Input:
┄┄┄┄┄┄┄┄┄┄┄┄┄┄┄┄┄┄┄┄
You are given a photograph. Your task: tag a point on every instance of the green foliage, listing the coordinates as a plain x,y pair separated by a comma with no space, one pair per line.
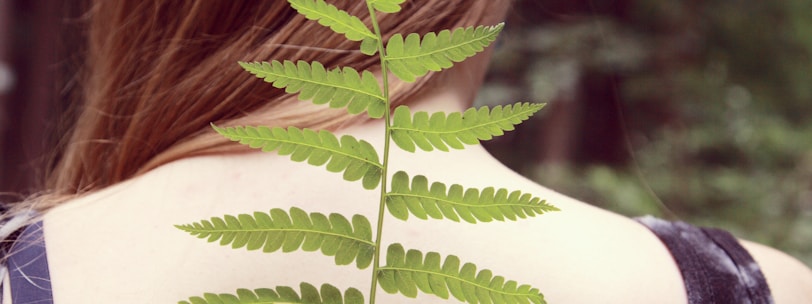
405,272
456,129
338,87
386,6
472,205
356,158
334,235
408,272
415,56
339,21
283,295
┄┄┄┄┄┄┄┄┄┄┄┄┄┄┄┄┄┄┄┄
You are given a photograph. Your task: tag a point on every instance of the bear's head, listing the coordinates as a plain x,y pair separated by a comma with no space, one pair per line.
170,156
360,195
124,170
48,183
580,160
┄┄┄┄┄┄┄┄┄┄┄┄┄┄┄┄┄┄┄┄
Exercise description:
Pick out every line above that contains the word "plain", and copy each of those lines in full.

Response to this task:
You are given a photograph. Your task: tag a point on every instance of the green foliage, listing the coordinates as a plain x,y pair separated by a comma with no space, one pair per line.
You are given a photograph. Your task: tag a point on every instance of the bear's head, listing the coordinates as a plain x,y pair separated by a comma with no space, one pair per line.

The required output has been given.